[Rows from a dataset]
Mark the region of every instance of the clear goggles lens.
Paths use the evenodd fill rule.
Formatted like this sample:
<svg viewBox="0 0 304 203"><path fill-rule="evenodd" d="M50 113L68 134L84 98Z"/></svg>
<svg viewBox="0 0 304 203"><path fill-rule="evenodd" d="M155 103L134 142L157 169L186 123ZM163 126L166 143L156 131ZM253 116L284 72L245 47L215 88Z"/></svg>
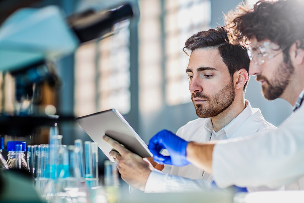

Task requirements — Write out the material again, swapping "clear" for "transparent" and leaving every other part unchanged. Omit the pictures.

Correct answer —
Mark the region of every instance of the transparent goggles lens.
Paths use the evenodd fill rule.
Formatted like this sample:
<svg viewBox="0 0 304 203"><path fill-rule="evenodd" d="M50 113L68 134L84 98Z"/></svg>
<svg viewBox="0 0 304 203"><path fill-rule="evenodd" d="M155 103L134 142L157 169L186 123ZM163 126L166 143L156 131ZM253 116L284 72L245 47L215 88Z"/></svg>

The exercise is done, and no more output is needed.